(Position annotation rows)
'''

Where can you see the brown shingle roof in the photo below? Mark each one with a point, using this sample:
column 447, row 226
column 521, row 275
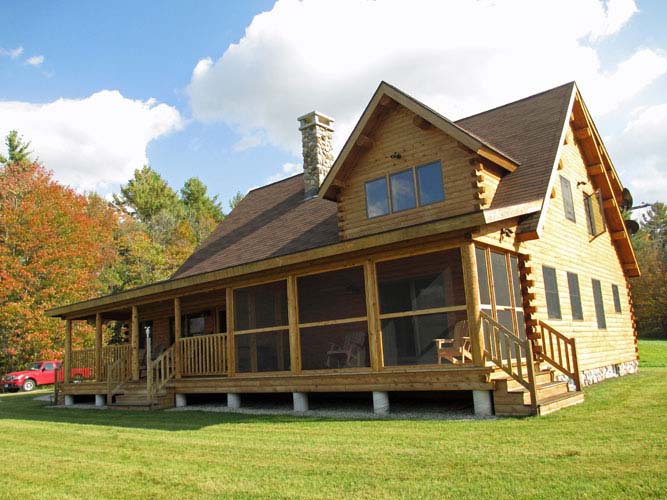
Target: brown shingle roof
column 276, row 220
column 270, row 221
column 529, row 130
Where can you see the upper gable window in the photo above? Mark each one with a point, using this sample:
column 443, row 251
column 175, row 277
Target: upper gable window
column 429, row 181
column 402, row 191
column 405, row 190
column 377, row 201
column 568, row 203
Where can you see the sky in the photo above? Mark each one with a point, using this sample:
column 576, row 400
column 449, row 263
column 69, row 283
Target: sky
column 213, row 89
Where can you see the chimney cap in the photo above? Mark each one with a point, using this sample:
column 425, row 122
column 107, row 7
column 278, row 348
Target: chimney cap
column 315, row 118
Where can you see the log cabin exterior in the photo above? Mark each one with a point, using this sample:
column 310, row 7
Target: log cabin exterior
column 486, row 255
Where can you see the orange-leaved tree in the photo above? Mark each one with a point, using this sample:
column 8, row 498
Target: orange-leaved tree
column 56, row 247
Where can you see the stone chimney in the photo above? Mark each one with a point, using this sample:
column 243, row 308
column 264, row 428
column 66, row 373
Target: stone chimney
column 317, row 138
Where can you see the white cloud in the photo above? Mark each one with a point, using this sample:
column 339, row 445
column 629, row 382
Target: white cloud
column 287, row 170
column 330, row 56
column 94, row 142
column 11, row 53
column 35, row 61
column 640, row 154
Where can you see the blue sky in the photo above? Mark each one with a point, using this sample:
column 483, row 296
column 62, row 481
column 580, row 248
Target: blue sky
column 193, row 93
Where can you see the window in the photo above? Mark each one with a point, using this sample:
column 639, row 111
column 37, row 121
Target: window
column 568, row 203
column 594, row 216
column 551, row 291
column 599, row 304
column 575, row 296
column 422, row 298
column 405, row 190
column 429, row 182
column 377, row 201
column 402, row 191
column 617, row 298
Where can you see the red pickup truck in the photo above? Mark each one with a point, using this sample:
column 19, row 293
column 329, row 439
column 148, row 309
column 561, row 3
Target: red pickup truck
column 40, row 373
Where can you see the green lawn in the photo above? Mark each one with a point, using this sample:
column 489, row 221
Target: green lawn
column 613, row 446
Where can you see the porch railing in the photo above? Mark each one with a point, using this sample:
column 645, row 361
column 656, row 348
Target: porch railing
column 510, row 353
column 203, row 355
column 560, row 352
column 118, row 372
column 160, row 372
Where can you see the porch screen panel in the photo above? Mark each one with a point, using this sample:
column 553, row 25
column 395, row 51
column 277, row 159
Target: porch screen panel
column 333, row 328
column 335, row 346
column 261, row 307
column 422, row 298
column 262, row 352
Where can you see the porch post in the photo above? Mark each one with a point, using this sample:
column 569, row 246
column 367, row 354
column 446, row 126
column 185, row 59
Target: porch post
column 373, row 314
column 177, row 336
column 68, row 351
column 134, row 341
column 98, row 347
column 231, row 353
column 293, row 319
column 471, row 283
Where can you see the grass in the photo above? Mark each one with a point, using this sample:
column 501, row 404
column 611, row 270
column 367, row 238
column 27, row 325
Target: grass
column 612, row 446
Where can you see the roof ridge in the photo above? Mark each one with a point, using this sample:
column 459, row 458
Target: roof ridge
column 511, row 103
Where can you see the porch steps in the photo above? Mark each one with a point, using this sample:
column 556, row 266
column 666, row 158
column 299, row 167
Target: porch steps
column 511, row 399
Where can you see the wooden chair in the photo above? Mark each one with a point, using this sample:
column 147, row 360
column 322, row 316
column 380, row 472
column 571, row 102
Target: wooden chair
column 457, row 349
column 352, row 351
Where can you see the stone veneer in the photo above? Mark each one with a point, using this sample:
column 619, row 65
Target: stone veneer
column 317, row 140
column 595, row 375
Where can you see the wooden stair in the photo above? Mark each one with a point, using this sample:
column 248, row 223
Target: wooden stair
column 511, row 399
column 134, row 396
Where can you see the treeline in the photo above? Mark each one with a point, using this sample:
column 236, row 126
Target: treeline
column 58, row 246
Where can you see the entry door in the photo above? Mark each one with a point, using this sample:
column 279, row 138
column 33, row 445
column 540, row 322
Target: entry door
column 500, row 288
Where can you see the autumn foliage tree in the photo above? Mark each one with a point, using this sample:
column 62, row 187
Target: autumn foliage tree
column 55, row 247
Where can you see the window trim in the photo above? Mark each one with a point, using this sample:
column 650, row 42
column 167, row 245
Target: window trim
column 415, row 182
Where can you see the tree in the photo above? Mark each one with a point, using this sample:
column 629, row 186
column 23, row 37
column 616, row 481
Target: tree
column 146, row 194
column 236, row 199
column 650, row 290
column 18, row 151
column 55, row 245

'''

The request => Copy every row above verbatim, leaving out the pictures.

Solution to this problem =>
Where can you see the brown shingle roof in the photo below? Mark each one with a point, using this sample:
column 447, row 226
column 521, row 275
Target: brown shingle roof
column 276, row 220
column 270, row 221
column 529, row 130
Where can you see the upper gable window in the photo above? Mark each one with a point, using this sample:
column 443, row 251
column 175, row 277
Target: upper gable window
column 429, row 181
column 402, row 191
column 405, row 190
column 377, row 201
column 568, row 203
Where can you see the sky in the photo above? Mark each one with a point, using this sample:
column 576, row 400
column 449, row 263
column 69, row 283
Target: sky
column 213, row 89
Where can you see the chimney cap in the photo above? Mark each one with a point, using this sample:
column 425, row 122
column 107, row 7
column 278, row 348
Target: chimney cap
column 315, row 118
Where can you see the log cabin exterior in the photo above? Mark each one with a point, using this sample:
column 310, row 7
Target: log cabin exterior
column 486, row 255
Where can you see the orange-leaved tree in the photo above? Mark each one with a point, using this sample:
column 8, row 498
Target: orange-leaved tree
column 56, row 247
Where can you see the stone chimney in the photo above? Mark each one with a point, using this sample:
column 243, row 308
column 264, row 428
column 66, row 373
Target: stone chimney
column 317, row 138
Where can you see the white cloud in the photo above? Mark each one with a point, using this sample:
column 339, row 445
column 629, row 382
Target: white cloud
column 287, row 170
column 330, row 56
column 94, row 142
column 11, row 53
column 35, row 61
column 640, row 154
Where can you see the blue sky in the photo above? Mark each one with a point, using this sample:
column 483, row 296
column 62, row 481
column 580, row 248
Target: blue sky
column 193, row 93
Where can you see the window in the photo above? Mark each one with a point, using this sample:
column 639, row 111
column 37, row 121
Target: window
column 568, row 203
column 594, row 216
column 551, row 291
column 599, row 304
column 575, row 296
column 422, row 298
column 405, row 190
column 429, row 182
column 377, row 201
column 402, row 191
column 617, row 298
Where can you see the red pickup truck in the photo above? Mark each one with a point, using this sample:
column 19, row 293
column 329, row 439
column 148, row 309
column 561, row 3
Target: red pickup truck
column 40, row 373
Where can you see the green lawn in the photo above? Mark each one with a point, using this sample:
column 489, row 221
Target: green lawn
column 613, row 446
Where can you see the porch railing in the photo above? Mark each one with a point, using this sample:
column 645, row 361
column 656, row 348
Target: porch railing
column 510, row 353
column 203, row 355
column 560, row 352
column 118, row 372
column 160, row 372
Where can you see the porch screen panel in the photo above? Mark each one with a point, using this sample:
column 553, row 25
column 395, row 51
column 277, row 159
Target: porch screen panel
column 333, row 328
column 335, row 346
column 261, row 307
column 422, row 298
column 262, row 352
Where can you see the porch post in the photo above? Mark each one with a point, using this sample:
column 569, row 246
column 367, row 354
column 446, row 126
column 185, row 59
Target: porch post
column 373, row 314
column 177, row 336
column 68, row 351
column 134, row 341
column 98, row 347
column 231, row 353
column 293, row 319
column 471, row 283
Where can you see the grass in the photo above? Mark each one with a point, using this sample:
column 501, row 404
column 611, row 270
column 367, row 238
column 27, row 325
Target: grass
column 612, row 446
Where can you see the roof ridge in the photo above? Mark each one with a point, using this sample:
column 459, row 458
Target: roof ridge
column 511, row 103
Where can you see the porch steps in the photo above? Mark each one with a point, using this sample:
column 556, row 266
column 666, row 158
column 299, row 167
Target: porch steps
column 511, row 399
Where can you see the wooden chair in the photo above? Mark each one with a point, using this sample:
column 147, row 360
column 322, row 316
column 380, row 472
column 571, row 102
Target: wooden chair
column 457, row 349
column 352, row 351
Where can you see the stone veneer in the photo above? Mark each one with a point, using this sample:
column 619, row 65
Target: stone veneer
column 317, row 140
column 595, row 375
Where can you see the wooden stair in the photo above? Mark each one with a point, using this sample:
column 248, row 223
Target: wooden stair
column 511, row 399
column 134, row 396
Where can you see the treeline in the photo above? Mark each one with a point, using this sample:
column 236, row 126
Target: treeline
column 58, row 246
Where can you see the entry door in the photo above? Mark each one with a point, using this sample:
column 279, row 138
column 33, row 445
column 540, row 322
Target: entry door
column 500, row 288
Where can you see the autumn foliage tree in the photo above? Mark each one with a point, using this sample:
column 62, row 187
Target: autumn foliage tree
column 55, row 247
Where can you see the window trim in the photo above? Mark each one with a point, using this sample:
column 650, row 42
column 167, row 245
Target: window trim
column 415, row 182
Where can you see the tree in the photo above? Mark each one with a point, using this sample:
column 629, row 186
column 23, row 37
column 616, row 481
Target: tree
column 146, row 194
column 236, row 199
column 650, row 290
column 18, row 151
column 55, row 245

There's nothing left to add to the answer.